▶ [Stored data]
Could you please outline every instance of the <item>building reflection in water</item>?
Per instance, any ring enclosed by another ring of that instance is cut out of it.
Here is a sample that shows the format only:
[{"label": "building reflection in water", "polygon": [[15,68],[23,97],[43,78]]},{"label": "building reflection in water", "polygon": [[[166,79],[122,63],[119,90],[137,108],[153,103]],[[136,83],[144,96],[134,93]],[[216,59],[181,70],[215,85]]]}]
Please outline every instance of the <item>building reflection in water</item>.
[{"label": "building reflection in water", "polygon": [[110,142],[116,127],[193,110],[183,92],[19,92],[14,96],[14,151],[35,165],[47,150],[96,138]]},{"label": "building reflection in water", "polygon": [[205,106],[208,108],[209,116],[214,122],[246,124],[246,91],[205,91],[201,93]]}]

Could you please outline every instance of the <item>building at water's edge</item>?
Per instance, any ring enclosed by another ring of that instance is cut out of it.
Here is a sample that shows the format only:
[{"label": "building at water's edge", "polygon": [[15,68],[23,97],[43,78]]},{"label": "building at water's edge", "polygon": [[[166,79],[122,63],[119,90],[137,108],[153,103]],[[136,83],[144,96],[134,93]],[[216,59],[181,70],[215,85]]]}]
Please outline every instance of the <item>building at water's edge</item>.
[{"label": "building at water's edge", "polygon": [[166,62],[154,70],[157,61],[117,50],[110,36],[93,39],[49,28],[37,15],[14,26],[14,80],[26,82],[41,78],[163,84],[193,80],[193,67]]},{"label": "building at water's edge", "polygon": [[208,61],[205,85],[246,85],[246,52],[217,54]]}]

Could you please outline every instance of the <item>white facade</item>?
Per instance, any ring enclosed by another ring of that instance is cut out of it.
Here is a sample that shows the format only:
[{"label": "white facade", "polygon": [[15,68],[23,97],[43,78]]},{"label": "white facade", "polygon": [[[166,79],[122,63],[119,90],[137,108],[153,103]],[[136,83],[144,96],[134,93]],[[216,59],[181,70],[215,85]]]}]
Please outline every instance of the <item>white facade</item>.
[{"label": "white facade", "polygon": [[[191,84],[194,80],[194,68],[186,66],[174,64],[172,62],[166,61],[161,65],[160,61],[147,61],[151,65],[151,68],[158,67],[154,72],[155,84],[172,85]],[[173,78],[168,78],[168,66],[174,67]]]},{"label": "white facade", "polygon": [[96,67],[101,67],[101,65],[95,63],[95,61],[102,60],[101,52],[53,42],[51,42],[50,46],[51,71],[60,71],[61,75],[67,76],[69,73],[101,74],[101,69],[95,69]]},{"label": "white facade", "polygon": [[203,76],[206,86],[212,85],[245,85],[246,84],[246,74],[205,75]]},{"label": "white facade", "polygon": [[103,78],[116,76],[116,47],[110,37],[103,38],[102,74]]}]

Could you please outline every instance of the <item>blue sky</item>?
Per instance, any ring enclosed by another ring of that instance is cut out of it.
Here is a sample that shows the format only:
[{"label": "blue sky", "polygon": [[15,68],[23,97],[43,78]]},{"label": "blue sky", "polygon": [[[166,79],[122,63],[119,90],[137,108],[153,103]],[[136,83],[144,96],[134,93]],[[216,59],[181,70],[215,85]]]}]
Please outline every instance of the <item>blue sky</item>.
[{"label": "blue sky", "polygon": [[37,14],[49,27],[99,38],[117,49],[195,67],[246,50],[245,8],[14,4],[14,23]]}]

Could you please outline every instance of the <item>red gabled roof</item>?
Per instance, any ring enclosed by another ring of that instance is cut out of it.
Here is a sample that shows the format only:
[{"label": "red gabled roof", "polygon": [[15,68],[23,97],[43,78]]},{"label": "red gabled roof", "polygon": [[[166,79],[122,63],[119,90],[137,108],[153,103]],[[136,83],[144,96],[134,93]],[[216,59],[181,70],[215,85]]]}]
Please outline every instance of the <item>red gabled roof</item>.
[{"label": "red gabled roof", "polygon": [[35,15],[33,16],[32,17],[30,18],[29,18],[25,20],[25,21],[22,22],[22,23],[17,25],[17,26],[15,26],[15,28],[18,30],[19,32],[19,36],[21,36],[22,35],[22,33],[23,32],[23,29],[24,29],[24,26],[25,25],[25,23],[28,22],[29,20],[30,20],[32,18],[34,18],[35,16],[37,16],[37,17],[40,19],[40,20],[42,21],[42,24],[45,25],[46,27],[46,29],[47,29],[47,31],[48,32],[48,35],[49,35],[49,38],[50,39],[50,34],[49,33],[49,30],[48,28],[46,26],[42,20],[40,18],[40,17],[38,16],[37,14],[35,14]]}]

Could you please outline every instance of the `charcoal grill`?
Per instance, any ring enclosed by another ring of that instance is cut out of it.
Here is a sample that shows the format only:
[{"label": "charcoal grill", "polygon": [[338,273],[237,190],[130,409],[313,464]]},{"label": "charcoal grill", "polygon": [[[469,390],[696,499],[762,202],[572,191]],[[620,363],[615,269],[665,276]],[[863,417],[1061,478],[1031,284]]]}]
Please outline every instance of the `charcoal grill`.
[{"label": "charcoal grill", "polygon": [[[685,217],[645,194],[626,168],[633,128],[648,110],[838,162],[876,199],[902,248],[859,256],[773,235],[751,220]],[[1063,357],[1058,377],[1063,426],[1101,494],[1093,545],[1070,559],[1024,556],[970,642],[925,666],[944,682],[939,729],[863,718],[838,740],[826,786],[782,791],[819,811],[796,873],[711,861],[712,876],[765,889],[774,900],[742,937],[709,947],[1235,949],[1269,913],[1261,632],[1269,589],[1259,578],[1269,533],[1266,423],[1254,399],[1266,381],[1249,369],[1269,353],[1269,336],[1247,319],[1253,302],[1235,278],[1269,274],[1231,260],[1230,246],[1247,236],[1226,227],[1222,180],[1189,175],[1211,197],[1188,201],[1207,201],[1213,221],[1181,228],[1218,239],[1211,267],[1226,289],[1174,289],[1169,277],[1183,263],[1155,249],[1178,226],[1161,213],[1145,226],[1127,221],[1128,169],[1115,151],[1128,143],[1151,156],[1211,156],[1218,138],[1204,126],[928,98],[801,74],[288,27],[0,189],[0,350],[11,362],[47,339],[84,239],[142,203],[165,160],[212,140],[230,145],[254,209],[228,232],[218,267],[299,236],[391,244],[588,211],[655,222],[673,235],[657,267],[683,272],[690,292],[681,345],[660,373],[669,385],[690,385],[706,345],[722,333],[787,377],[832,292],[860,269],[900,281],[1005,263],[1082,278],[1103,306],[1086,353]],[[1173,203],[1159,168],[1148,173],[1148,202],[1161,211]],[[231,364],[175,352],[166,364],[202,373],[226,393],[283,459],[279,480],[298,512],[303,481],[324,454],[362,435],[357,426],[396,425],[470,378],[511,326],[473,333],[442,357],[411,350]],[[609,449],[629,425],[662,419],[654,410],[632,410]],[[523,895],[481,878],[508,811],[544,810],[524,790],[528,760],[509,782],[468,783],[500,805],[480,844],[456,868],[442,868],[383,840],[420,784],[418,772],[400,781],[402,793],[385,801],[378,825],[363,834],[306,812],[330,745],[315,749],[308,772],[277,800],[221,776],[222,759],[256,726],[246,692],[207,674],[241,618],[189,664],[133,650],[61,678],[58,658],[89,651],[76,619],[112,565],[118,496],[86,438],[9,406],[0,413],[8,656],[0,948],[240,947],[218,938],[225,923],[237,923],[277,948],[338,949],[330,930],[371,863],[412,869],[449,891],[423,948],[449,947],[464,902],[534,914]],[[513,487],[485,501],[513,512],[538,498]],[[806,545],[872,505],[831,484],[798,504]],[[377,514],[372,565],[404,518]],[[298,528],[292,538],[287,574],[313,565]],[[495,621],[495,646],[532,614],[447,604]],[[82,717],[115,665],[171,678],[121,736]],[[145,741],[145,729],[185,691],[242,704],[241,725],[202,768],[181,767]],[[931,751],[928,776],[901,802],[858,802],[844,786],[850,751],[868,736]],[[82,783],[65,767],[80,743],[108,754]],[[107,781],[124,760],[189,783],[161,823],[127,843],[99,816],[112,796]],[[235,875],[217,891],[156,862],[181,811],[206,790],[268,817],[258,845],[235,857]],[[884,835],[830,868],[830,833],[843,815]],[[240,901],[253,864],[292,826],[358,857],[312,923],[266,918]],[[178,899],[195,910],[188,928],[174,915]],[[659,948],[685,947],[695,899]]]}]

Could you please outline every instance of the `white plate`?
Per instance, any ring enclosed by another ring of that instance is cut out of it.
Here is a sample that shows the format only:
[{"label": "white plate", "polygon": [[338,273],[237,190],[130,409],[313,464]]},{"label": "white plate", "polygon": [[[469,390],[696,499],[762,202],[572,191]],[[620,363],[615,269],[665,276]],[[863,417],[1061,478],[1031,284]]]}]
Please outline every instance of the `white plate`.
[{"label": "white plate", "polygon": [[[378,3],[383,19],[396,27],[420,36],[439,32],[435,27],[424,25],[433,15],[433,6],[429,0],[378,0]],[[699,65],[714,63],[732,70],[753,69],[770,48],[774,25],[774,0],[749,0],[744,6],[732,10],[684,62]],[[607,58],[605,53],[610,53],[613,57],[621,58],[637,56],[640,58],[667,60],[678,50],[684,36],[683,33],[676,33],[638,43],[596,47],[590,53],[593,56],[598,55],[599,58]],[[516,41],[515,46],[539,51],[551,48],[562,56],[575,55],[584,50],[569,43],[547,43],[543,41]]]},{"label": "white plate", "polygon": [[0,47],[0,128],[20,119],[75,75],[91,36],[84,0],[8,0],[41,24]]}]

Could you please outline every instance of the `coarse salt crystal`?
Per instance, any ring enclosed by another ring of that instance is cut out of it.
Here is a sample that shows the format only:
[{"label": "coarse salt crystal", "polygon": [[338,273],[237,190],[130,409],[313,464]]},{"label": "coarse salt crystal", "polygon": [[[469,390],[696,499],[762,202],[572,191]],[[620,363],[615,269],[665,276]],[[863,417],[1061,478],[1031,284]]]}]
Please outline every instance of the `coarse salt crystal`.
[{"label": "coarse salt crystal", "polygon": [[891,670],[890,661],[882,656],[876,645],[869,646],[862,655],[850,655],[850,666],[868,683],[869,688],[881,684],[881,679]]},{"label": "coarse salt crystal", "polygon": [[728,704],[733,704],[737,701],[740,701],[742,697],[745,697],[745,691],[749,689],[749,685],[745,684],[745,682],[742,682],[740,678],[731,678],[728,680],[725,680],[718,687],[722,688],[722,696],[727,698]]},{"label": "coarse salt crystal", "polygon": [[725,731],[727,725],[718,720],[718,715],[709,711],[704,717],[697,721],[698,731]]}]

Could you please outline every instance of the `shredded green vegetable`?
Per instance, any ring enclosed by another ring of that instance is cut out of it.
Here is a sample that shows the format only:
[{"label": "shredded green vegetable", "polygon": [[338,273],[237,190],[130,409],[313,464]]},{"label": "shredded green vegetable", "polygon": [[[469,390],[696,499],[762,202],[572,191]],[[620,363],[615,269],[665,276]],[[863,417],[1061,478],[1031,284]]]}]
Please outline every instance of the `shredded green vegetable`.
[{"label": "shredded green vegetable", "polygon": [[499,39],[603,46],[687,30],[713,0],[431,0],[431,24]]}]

▶ [What is required] Reproduce word for word the lines from the line containing "Could you please outline every instance of the <item>red" through the line containing "<item>red gabled roof</item>.", including both.

▶ [Problem solution]
Could you please outline every instance of the <item>red gabled roof</item>?
Per instance, any ring enclosed by another ring of that instance is cut out of it.
Here is a sample that shows the format only:
[{"label": "red gabled roof", "polygon": [[15,68],[23,97],[43,78]]},{"label": "red gabled roof", "polygon": [[[166,79],[122,63],[119,90],[137,108],[153,103]],[[136,83],[144,96],[134,93]],[[216,59],[181,70],[215,85]]]}]
Please outline every instance of the <item>red gabled roof</item>.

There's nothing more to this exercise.